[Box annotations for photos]
· · · · ·
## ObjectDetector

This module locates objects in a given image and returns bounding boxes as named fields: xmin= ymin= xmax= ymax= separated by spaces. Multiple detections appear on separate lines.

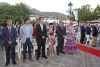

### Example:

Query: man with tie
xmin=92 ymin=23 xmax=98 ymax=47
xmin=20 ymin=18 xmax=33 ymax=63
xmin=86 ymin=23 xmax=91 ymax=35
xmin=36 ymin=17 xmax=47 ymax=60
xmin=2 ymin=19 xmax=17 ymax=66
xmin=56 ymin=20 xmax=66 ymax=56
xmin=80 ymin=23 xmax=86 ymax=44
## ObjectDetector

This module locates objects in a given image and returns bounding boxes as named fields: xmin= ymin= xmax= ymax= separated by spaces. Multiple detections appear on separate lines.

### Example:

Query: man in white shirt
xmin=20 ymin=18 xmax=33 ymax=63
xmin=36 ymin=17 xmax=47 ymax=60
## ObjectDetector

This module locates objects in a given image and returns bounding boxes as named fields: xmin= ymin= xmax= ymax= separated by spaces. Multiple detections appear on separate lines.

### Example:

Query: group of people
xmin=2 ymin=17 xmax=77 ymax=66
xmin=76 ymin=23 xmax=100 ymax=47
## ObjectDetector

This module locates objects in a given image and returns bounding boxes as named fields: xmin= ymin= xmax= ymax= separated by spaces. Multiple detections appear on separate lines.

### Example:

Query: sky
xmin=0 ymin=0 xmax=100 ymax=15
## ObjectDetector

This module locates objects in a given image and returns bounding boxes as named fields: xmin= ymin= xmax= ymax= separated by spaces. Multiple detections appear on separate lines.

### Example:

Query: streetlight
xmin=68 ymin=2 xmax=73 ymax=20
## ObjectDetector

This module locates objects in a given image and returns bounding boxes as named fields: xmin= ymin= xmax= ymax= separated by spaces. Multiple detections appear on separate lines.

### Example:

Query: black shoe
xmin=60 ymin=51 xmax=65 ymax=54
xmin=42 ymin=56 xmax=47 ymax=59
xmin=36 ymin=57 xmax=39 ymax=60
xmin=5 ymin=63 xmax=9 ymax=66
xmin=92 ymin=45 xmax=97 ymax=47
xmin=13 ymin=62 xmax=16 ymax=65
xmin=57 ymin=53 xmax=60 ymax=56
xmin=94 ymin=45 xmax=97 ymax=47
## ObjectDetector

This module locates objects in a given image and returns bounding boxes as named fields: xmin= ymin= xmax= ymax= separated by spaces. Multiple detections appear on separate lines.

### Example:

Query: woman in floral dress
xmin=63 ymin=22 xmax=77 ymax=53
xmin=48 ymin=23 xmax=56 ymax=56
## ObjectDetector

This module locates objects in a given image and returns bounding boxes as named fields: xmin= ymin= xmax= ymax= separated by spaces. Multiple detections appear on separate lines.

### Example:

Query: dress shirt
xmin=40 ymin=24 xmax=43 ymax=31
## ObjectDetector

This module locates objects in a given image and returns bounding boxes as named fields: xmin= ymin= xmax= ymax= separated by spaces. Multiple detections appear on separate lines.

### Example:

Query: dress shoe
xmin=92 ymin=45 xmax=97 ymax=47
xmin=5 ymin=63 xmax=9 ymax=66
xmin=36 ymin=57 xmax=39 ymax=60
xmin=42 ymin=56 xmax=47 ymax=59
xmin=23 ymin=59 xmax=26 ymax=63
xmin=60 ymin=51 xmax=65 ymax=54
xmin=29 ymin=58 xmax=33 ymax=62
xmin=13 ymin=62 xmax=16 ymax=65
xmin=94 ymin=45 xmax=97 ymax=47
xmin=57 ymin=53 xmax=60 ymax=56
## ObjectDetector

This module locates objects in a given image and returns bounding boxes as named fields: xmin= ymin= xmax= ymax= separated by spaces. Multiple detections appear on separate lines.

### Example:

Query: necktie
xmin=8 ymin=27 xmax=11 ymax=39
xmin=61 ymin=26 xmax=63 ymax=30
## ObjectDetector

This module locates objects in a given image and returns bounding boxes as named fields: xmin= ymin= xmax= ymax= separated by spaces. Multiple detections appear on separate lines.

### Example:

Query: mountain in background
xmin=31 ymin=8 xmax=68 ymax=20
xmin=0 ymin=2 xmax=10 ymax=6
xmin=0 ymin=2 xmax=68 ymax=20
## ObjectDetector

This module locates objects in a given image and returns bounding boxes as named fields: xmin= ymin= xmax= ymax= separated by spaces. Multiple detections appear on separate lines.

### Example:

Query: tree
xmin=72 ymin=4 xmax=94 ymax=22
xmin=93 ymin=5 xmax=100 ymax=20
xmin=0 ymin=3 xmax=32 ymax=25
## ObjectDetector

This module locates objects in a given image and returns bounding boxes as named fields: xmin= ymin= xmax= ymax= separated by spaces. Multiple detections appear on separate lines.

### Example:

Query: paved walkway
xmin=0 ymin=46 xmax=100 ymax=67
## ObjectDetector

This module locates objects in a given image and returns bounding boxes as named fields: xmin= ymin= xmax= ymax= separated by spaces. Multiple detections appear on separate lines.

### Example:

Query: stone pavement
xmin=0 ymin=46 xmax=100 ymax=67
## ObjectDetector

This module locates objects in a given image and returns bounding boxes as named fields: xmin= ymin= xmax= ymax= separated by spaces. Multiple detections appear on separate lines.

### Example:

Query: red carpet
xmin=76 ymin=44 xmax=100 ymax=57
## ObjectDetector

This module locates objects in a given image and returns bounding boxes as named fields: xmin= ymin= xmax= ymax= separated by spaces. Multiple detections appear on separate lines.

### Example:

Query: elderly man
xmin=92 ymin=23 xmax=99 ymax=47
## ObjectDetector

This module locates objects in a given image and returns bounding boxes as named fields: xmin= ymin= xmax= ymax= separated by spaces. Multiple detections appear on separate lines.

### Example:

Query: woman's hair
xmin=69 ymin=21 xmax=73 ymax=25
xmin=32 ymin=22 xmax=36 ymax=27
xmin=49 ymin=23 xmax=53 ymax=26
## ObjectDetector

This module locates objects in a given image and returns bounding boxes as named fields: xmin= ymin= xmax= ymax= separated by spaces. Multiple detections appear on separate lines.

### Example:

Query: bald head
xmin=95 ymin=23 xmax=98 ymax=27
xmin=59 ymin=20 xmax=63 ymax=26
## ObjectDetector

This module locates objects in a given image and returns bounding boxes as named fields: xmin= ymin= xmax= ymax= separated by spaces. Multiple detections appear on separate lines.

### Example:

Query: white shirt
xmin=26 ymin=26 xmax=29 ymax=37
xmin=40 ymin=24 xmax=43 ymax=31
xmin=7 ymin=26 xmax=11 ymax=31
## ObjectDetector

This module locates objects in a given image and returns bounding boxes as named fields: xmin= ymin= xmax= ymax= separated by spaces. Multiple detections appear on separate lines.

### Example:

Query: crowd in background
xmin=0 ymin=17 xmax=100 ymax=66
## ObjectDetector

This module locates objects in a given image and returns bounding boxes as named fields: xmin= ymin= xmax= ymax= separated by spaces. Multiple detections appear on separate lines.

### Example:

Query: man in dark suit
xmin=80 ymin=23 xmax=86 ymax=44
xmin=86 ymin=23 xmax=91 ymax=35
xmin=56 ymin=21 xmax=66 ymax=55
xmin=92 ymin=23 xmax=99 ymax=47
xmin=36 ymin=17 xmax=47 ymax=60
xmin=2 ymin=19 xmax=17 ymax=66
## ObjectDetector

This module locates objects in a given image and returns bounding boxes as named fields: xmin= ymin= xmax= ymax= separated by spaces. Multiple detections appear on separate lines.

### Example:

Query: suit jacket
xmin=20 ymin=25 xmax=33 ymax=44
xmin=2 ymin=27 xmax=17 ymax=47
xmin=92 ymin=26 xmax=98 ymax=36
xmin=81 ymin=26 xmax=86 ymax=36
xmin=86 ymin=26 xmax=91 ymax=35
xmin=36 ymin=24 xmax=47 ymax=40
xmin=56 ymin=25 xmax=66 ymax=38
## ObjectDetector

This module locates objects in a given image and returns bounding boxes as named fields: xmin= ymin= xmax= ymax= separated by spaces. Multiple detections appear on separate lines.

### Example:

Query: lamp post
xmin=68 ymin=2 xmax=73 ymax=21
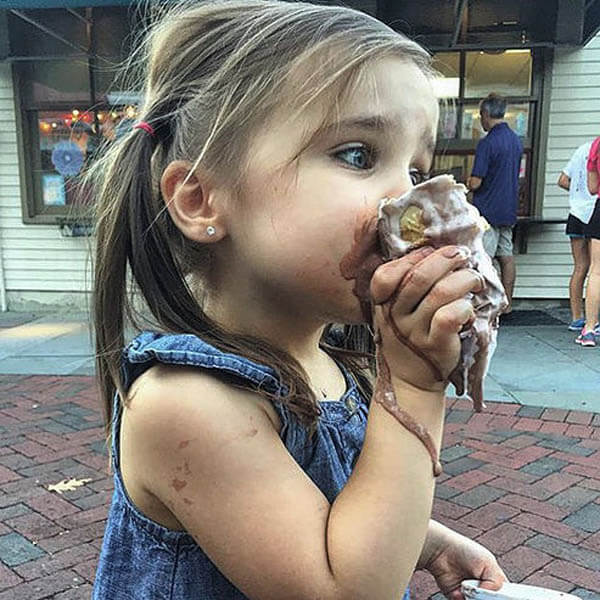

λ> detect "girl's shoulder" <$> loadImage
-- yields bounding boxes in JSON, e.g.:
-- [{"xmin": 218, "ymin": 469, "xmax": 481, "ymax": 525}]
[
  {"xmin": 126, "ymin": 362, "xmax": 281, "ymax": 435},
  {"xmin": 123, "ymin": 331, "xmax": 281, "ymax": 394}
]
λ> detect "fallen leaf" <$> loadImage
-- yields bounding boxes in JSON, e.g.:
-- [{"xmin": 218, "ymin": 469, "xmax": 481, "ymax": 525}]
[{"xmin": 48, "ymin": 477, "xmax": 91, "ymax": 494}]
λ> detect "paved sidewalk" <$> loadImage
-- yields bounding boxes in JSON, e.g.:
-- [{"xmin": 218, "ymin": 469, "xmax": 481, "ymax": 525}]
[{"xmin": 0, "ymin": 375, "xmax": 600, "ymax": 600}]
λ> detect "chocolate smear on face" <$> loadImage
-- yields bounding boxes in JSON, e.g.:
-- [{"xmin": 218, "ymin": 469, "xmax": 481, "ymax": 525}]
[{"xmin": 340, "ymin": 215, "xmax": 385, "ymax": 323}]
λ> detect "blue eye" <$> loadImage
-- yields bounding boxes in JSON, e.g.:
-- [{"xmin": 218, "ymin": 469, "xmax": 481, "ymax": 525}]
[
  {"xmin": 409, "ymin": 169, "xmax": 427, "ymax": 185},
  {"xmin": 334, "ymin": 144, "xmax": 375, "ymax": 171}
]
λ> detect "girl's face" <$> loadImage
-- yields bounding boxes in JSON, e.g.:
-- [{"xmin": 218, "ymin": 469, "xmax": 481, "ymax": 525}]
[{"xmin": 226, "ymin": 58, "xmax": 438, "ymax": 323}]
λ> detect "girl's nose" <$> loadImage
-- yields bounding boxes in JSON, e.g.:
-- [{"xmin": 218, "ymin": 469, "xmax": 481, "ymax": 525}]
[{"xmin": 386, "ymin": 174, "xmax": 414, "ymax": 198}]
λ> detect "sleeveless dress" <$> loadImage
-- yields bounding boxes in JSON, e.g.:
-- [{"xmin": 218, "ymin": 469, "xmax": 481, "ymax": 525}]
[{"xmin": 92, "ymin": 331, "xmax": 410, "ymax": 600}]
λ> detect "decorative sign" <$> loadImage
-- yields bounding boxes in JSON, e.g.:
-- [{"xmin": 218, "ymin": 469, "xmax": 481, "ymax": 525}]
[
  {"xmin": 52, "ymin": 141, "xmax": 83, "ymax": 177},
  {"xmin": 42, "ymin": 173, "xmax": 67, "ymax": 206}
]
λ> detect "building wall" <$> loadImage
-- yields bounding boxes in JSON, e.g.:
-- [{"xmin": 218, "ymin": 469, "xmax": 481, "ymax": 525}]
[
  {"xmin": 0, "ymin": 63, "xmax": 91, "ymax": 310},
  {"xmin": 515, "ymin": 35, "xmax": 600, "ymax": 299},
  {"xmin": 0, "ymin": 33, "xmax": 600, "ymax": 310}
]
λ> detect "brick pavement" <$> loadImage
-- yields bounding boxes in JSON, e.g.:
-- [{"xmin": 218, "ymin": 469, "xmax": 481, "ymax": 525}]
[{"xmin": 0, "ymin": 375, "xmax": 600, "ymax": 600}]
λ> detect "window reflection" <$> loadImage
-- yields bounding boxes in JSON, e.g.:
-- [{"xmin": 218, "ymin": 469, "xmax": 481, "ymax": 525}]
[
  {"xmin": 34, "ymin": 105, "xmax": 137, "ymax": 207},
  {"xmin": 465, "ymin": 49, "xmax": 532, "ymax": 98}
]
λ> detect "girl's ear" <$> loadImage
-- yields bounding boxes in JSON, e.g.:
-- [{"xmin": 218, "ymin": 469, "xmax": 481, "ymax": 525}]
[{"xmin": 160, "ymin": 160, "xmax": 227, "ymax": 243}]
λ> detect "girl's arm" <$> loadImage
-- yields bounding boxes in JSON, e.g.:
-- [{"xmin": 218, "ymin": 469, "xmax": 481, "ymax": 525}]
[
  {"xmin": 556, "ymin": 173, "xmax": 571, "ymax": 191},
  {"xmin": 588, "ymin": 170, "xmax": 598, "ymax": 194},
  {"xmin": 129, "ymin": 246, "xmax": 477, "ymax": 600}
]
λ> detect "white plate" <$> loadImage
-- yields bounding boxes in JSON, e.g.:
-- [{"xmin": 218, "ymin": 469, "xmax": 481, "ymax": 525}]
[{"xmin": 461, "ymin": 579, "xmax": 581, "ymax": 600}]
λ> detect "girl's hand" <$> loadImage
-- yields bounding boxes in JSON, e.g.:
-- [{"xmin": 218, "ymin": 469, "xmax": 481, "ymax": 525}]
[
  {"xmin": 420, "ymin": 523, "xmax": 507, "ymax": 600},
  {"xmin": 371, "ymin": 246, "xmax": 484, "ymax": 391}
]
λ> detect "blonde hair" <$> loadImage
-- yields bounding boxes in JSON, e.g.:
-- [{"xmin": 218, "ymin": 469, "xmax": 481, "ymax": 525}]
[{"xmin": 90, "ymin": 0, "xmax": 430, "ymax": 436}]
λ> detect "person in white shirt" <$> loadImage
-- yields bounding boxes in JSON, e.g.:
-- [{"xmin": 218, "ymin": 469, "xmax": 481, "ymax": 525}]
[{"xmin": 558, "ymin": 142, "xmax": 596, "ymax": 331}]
· · · · ·
**Stated goal:**
Recast the stretch from the start of the entries through the line containing "xmin=92 ymin=23 xmax=98 ymax=47" as a two-column CSV headed text and answer, one row per entry, with each field in quotation marks and line breaks replaced by spaces. Leave the pictures out.

**Output for this task:**
text,answer
"## ObjectDetector This module locates objects in a given image and returns bounding boxes as named fields: xmin= ymin= xmax= ymax= separated by spaces. Multiple detections appear on separate lines. ### Example: Query: man with tie","xmin=92 ymin=23 xmax=98 ymax=47"